Every entry must be repeated exactly. Exclude all pictures.

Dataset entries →
※ ※ ※
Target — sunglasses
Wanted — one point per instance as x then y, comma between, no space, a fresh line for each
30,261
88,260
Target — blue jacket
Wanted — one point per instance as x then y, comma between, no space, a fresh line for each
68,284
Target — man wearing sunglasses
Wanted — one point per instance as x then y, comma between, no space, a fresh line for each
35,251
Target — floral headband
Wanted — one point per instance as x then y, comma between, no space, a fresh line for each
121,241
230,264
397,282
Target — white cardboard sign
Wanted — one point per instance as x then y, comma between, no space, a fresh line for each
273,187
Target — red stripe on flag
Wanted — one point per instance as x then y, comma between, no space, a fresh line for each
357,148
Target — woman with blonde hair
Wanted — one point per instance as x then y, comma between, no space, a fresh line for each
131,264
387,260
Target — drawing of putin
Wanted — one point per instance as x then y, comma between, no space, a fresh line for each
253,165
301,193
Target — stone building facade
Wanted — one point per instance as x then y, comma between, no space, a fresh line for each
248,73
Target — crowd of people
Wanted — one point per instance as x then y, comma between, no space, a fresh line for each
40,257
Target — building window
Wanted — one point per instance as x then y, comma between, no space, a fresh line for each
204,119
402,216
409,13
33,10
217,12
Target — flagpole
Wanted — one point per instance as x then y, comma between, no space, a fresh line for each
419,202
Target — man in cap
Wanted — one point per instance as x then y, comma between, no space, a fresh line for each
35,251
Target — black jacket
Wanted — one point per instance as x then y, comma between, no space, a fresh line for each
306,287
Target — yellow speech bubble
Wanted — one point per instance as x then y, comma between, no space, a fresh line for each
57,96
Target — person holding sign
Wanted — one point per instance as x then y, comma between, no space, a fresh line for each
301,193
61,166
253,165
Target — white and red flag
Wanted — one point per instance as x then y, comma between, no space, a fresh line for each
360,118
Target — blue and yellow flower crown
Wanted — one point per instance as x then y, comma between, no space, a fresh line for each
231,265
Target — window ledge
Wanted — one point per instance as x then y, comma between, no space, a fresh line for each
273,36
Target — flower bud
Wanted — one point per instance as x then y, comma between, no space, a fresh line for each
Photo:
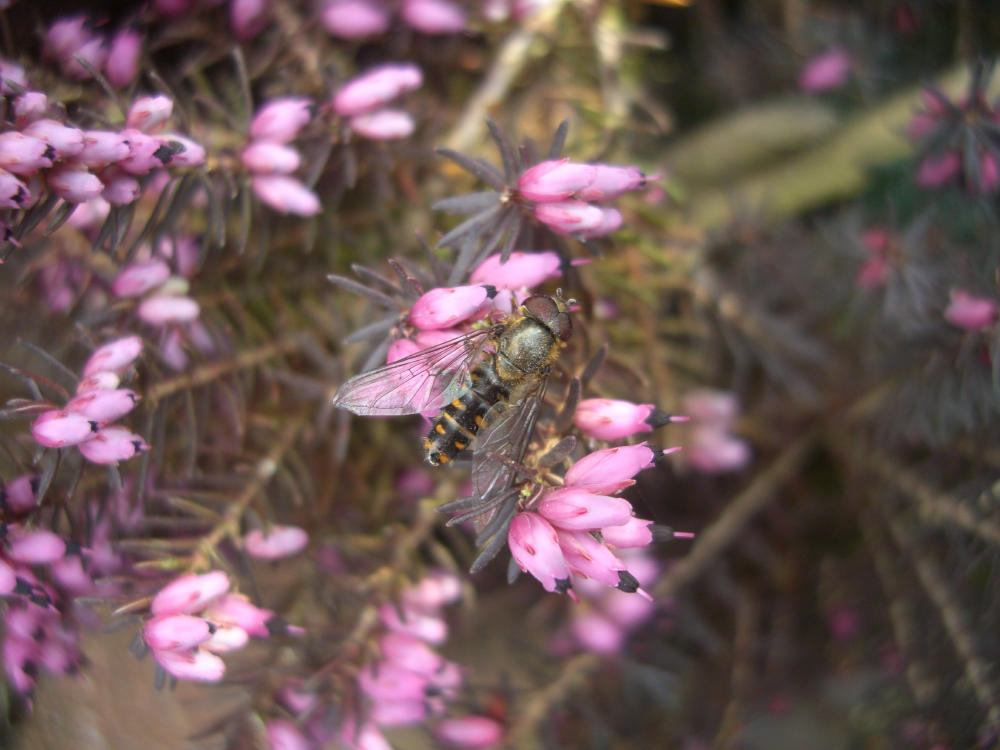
443,307
176,632
383,125
190,593
112,444
277,542
612,419
433,16
286,194
114,356
123,57
58,429
534,546
281,119
578,510
521,270
354,19
376,87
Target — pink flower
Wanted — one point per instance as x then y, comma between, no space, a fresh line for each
554,180
58,429
970,312
149,113
281,120
433,16
123,57
612,419
534,546
383,125
376,87
469,732
265,157
112,444
521,270
610,470
354,19
103,406
114,356
278,542
286,194
825,72
190,593
443,307
578,510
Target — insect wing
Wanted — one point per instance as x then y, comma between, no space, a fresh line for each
425,380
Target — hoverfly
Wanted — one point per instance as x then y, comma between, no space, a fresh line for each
488,386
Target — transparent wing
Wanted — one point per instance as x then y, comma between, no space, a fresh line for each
423,381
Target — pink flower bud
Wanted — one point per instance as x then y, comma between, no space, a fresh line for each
534,546
138,278
30,106
283,735
555,180
578,510
521,270
469,732
433,16
281,120
610,182
20,495
120,188
825,72
443,307
195,665
161,310
23,154
267,157
374,88
74,184
383,125
612,419
114,356
112,444
633,533
103,406
354,19
13,192
37,547
190,593
102,147
610,470
277,542
176,632
184,151
970,312
286,194
238,611
149,113
937,169
66,141
123,57
57,429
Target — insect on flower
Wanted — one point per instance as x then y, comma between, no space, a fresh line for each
※ ※ ※
THE SOLUTION →
Target — sunglasses
Wanted — one point per instance as x then y, comma between, no space, a fresh line for each
30,261
88,260
Target — blue jacket
Wanted — one point per instance as x then y, comma between, no space, a fresh line for each
68,284
Target — man wearing sunglasses
Wanted — one point per instance as x then y, comma between, no space, a fresh line for each
35,251
Target — floral headband
Wanted — one point per instance as x then y, comma between, no space, a fresh line for each
121,241
230,264
397,282
Target — white cardboard sign
Wanted — one point per instance as x then y, comma between, no space, a fresh line for each
273,187
Target — red stripe on flag
Wanted — one point per instance as x then y, comma between, no space, a fresh line for each
357,148
Target — woman with blonde hair
Wanted — one point per instance as x then y, comma between, no space, a fresh line for each
131,264
387,260
Target — drawing of putin
Wanted — one point per instance as x then y, comma between, no space, a fresh line for each
253,165
301,193
Target — stone building facade
Wanted — one point per instance as x then y, comma between, no space, a fresh line for each
248,73
Target — crowd of people
Wanted — one point per instance as x then y, comma between, no space, a fresh line for each
40,257
Target — building window
Wanted — one point per instance as x then y, comma between, no space, a fresh line for each
204,119
402,216
409,13
33,10
217,12
Target — flagpole
Wanted — one point per instance as x then y, comma between, no space, a fresh line for each
419,202
Target — man in cap
Wanted — one point per instance as x then y, comma between, no space, a fresh line for each
35,251
Target — black jacket
Wanted — one point per instance as x then y, comma between, no space, a fresh line for each
306,287
Target — yellow speech bubble
Wanted — one point per instance as x then y, comma between, no space, a fresh line for each
57,96
Target — person holding sign
Wanted — one point per instance as x then y, comma between, no space, a fresh line for each
301,193
61,166
253,165
Target — white and red flag
Wanted — one point per instance as x then y, comma between, no space, a fresh line for each
360,118
Target — blue and yellow flower crown
Wanted — one point per instance as x then y, comma between, no space, a fresh line for each
231,265
Target — window ledge
Wanted — one point per instance as x then y, comma between, no space, a fresh line for each
273,36
Target — flower bud
Wanted — one point per instance as x then y, comma between, no space, a fresh line for each
Photo:
443,307
176,632
383,125
190,593
112,444
277,542
612,419
433,16
286,194
114,356
123,57
58,429
534,546
281,119
578,510
521,270
354,19
376,87
Target — pink flower
Wanted — one point per instance as x then y, comma between, no space, a fresh line for each
554,180
58,429
970,312
149,113
281,120
433,16
123,57
612,419
534,546
383,125
376,87
469,732
265,157
112,444
521,270
610,470
354,19
103,406
114,356
278,542
286,194
825,72
190,593
443,307
578,510
Target — insect wing
Wanted — one point per instance as x then y, comma between, no space, a fresh line for each
425,380
Target — hoverfly
Wanted — one point per instance as x then y, comma between, no space, a fresh line for each
488,386
Target — transparent wing
Wanted — one point per instance as x then y, comma between, no space, a fresh line for each
423,381
Target — pink flower bud
Wanted — one point per instance as x then y, comma between, no space, a fresh line for each
534,546
138,278
30,106
283,735
555,180
578,510
521,270
469,732
433,16
281,120
610,182
20,495
120,188
825,72
443,307
195,665
161,310
23,154
267,157
374,88
74,184
383,125
612,419
114,356
112,444
633,533
103,406
354,19
13,192
37,547
190,593
102,147
610,470
277,542
176,632
184,151
970,312
286,194
238,611
149,113
937,169
66,141
123,57
57,429
Target — insect on flower
Wanted — one point per instance as x then y, comma between, no space, a fresh line for each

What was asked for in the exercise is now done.